§ WHAT THE TASK REQUIRES
Answer from the box office article below:
(a) On what date was it published?
(b) Who directed Money Monster?
(c) How much did Captain America: Civil War take in on its opening weekend?

** BEGIN EXCERPTED TEXT **

Is scheduling a film called Money Monster - in the shadow of what is sure to be the biggest opener of the summer – irony? Is it stupid, or sly, like a fox? After the debut of George Clooney’s latest, I’m leaning to the latter.
Captain America: Civil War a Money Monster
By John Hamann
May 15, 2016
Following the massive $179.1 million open for Captain America: Civil War last weekend, the box office moves toward normality this weekend, as we have two openers – a thriller for adults in Money Monster with George Clooney and directed by Jodie Foster, and The Darkness, the latest in Jason Blum’s ‘$5 million or less’ horror campaign, this time bringing Kevin Bacon and Radha Mitchell out for support. No matter how you slice it though, this weekend is Disney’s, as Marvel’s Civil War, The Jungle Book and Zootopia all make the top ten, and all have grosses beyond $800 million worldwide, and finishes just a few million short of the same studio having three $300 million domestic earners in the top ten at the same time. This has never happened in the history of box office.

** END EXCERPTED TEXT **
** BEGIN PROVIDED INFORMATION **

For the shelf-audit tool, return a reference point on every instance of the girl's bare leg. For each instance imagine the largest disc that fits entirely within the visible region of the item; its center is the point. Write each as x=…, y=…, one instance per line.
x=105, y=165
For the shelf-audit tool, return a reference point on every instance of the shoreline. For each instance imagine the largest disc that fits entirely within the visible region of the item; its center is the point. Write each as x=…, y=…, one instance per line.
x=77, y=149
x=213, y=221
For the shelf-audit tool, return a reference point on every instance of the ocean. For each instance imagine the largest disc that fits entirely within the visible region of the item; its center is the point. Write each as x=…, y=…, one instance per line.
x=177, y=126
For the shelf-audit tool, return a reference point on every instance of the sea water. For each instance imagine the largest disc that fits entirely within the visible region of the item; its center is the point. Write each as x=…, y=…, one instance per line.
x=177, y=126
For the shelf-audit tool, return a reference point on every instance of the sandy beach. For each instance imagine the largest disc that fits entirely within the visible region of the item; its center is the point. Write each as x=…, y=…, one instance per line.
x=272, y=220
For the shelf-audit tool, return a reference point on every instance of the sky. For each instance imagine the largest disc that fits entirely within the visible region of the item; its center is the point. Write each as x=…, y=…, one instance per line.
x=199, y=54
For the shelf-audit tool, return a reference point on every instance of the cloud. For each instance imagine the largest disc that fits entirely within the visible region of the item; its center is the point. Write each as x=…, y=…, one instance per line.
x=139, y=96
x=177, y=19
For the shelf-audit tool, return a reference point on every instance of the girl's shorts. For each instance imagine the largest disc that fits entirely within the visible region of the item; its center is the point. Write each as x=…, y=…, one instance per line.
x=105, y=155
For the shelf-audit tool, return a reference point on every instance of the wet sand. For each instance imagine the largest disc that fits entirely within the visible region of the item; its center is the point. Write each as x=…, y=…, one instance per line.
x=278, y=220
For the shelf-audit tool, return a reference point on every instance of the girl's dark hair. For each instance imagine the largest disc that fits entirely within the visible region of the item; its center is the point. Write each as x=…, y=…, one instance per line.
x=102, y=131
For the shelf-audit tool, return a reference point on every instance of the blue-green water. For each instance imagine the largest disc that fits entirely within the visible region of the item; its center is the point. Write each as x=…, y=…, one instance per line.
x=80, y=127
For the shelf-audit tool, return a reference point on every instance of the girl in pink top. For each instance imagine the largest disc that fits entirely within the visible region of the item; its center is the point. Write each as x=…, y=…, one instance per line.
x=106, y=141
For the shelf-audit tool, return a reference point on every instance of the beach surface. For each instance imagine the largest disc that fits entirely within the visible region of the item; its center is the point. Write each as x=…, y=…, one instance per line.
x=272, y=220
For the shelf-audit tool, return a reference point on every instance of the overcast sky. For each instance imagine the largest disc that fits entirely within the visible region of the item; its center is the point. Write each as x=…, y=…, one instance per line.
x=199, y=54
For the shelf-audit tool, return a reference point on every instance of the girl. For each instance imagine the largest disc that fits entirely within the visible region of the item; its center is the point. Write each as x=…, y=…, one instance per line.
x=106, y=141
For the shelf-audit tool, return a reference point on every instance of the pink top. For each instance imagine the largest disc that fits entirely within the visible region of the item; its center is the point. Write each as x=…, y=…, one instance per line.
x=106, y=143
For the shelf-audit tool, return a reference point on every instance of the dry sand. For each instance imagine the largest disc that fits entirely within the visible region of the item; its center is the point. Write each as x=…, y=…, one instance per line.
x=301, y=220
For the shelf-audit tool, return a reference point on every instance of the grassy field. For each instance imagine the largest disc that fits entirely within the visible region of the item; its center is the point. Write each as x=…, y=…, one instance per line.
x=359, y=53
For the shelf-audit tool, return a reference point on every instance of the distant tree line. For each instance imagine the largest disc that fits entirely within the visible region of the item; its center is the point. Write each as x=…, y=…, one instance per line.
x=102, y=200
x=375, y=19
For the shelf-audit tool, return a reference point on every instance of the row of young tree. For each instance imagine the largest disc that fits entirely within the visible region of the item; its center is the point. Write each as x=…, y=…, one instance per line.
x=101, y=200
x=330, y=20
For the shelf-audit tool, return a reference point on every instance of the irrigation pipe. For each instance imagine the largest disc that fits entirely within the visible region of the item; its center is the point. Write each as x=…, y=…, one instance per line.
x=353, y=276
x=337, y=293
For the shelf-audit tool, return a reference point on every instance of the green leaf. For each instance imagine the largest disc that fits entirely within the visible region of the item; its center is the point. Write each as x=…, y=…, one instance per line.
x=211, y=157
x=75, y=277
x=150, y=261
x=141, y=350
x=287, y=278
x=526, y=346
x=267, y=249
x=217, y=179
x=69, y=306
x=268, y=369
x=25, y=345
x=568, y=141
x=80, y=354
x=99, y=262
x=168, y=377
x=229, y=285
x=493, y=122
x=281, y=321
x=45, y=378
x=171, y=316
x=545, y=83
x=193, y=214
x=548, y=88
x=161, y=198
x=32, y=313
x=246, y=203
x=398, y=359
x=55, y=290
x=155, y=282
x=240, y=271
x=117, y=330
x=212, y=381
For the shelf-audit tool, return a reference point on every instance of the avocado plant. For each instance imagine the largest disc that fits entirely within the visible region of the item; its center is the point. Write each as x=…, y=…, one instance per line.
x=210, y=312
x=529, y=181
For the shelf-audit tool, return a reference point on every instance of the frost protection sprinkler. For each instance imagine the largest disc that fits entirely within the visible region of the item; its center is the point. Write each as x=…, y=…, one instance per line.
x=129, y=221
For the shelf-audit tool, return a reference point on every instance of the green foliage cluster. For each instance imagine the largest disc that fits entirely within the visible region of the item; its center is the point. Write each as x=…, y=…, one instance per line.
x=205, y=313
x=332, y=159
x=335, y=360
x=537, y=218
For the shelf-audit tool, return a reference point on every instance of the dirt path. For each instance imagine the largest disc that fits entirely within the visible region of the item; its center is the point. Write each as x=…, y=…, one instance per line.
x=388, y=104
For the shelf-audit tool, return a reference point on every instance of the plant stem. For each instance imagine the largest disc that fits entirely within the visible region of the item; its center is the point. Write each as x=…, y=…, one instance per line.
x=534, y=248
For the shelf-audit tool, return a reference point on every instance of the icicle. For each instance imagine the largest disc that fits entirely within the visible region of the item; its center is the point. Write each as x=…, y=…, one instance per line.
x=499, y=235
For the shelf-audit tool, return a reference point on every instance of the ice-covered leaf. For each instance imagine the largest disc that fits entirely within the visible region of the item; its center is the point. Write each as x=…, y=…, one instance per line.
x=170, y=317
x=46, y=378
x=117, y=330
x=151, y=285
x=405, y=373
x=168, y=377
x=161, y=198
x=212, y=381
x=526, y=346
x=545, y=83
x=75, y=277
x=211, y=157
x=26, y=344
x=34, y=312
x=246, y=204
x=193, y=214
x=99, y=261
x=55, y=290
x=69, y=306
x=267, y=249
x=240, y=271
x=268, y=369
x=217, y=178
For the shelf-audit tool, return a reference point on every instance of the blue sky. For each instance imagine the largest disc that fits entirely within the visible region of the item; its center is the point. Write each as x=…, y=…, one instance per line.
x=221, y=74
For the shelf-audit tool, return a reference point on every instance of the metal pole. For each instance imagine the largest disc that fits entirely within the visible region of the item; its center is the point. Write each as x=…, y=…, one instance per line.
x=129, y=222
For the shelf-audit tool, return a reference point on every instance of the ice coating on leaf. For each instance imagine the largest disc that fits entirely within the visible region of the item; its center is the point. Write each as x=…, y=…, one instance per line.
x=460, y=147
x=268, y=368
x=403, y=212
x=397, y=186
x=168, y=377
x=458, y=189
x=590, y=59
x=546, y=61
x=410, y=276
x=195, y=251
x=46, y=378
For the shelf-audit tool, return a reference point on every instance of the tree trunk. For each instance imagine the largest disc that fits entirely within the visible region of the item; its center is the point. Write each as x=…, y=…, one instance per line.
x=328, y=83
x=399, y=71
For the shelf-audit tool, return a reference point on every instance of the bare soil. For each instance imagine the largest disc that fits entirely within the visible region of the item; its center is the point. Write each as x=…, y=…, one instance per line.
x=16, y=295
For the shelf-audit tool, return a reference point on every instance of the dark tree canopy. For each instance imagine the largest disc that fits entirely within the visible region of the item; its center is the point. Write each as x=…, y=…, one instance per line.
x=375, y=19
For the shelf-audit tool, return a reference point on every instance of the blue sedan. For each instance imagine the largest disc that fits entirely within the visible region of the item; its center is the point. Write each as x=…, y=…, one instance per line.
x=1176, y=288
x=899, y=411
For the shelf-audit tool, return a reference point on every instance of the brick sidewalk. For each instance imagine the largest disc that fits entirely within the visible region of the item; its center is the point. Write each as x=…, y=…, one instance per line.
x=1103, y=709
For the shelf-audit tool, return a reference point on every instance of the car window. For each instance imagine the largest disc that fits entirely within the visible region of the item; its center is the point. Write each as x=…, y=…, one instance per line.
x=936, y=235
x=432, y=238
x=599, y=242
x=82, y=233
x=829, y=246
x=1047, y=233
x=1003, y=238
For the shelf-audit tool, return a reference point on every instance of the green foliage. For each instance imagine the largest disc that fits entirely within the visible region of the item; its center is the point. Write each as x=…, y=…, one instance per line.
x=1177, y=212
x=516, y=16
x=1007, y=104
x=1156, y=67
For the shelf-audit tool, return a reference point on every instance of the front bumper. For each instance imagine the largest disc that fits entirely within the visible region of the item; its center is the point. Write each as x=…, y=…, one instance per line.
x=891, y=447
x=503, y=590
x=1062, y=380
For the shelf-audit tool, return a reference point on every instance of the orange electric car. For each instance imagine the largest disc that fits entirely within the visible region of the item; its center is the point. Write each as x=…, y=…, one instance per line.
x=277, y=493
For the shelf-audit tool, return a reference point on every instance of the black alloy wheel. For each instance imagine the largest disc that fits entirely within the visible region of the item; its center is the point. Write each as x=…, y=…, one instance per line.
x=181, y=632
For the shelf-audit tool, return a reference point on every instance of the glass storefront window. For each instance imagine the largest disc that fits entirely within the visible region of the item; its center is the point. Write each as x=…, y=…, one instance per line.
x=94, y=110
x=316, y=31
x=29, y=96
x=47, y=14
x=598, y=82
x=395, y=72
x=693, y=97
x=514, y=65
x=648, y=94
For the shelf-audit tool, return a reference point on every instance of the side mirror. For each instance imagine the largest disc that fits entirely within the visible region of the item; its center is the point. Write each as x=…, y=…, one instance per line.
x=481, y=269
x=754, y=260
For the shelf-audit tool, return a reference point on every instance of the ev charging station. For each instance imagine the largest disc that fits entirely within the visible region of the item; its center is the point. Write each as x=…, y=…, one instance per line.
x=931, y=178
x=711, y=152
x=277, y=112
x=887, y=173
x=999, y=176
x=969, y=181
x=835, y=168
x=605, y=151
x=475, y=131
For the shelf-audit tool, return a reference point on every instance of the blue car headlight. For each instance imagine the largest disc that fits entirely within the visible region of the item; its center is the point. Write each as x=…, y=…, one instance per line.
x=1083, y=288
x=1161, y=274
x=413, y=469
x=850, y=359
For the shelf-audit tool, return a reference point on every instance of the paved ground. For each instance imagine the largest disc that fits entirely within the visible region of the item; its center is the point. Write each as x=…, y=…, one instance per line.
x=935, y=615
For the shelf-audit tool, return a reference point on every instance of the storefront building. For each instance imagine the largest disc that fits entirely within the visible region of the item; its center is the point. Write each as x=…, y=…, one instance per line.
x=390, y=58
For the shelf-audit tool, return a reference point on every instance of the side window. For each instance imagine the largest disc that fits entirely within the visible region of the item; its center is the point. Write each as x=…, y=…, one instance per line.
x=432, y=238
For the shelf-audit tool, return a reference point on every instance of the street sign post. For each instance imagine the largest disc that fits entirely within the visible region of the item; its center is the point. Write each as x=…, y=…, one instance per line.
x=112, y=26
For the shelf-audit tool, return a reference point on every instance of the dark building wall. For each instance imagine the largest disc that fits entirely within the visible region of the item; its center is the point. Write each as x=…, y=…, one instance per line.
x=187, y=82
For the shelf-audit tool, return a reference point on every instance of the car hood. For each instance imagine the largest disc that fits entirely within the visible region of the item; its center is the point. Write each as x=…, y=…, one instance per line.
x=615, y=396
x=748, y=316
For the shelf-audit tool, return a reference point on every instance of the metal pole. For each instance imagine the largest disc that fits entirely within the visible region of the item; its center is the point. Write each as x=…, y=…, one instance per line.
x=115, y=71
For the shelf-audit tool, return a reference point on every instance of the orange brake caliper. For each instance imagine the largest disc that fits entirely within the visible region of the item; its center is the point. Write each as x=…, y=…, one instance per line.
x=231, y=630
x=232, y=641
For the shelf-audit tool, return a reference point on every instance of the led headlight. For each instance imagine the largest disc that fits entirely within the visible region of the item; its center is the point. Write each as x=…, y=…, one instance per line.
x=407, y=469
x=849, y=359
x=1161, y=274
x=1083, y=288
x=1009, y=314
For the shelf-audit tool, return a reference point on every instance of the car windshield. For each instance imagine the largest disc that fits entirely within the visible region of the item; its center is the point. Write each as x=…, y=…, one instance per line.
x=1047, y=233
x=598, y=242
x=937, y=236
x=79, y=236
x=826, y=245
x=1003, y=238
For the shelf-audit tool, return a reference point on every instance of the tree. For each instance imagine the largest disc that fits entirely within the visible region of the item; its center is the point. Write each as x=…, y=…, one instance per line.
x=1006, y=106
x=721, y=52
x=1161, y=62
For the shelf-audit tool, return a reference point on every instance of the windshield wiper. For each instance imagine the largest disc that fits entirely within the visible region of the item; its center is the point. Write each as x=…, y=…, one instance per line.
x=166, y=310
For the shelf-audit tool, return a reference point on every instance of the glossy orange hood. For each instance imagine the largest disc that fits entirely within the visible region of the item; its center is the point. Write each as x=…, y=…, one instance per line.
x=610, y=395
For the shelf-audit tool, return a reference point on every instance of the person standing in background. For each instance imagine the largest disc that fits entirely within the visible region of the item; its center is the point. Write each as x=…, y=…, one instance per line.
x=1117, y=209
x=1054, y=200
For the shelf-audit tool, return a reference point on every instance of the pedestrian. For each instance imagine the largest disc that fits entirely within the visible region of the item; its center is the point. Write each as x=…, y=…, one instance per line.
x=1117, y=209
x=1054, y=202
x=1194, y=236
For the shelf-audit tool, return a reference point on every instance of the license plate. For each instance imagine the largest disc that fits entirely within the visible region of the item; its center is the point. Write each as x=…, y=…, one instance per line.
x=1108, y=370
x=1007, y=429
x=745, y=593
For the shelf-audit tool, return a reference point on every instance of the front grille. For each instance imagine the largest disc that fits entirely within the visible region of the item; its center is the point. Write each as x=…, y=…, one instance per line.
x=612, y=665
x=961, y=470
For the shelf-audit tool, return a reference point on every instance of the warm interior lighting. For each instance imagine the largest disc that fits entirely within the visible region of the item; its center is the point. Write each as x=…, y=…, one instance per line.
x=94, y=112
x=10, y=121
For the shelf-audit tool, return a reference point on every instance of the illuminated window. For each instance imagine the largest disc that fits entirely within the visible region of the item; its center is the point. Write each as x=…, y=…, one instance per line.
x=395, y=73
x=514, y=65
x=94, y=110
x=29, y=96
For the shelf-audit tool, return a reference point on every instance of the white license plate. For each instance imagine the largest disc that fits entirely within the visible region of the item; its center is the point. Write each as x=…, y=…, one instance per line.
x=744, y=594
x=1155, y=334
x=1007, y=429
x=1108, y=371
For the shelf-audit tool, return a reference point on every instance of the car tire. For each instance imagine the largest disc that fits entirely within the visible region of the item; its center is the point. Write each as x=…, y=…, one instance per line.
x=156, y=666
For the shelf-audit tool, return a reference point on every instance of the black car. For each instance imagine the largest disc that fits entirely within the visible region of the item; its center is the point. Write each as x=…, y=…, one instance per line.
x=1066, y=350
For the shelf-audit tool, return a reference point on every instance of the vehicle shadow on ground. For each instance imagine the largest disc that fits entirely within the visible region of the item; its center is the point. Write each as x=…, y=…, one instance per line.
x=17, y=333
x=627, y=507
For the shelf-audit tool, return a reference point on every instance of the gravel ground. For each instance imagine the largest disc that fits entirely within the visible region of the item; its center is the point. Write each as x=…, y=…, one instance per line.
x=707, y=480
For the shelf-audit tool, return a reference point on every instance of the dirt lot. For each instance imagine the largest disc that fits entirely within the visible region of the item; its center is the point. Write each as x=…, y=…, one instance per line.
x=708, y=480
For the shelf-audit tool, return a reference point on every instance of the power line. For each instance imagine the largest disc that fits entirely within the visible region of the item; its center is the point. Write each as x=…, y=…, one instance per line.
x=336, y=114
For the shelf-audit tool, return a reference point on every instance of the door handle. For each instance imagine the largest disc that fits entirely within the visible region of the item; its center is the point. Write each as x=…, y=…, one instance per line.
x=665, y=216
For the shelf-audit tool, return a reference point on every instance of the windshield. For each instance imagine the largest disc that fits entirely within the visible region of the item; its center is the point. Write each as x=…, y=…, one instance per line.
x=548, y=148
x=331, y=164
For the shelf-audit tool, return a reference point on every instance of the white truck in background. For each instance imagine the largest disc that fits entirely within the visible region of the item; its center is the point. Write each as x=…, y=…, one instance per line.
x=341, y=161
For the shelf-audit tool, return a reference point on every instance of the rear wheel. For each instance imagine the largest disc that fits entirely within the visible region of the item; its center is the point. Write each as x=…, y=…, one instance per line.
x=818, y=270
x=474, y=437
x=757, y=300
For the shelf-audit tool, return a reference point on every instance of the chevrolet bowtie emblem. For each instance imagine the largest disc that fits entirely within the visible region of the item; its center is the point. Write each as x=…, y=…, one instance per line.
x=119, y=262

** END PROVIDED INFORMATION **

§ THE ANSWER
(a) May 15, 2016
(b) Jodie Foster
(c) $179.1 million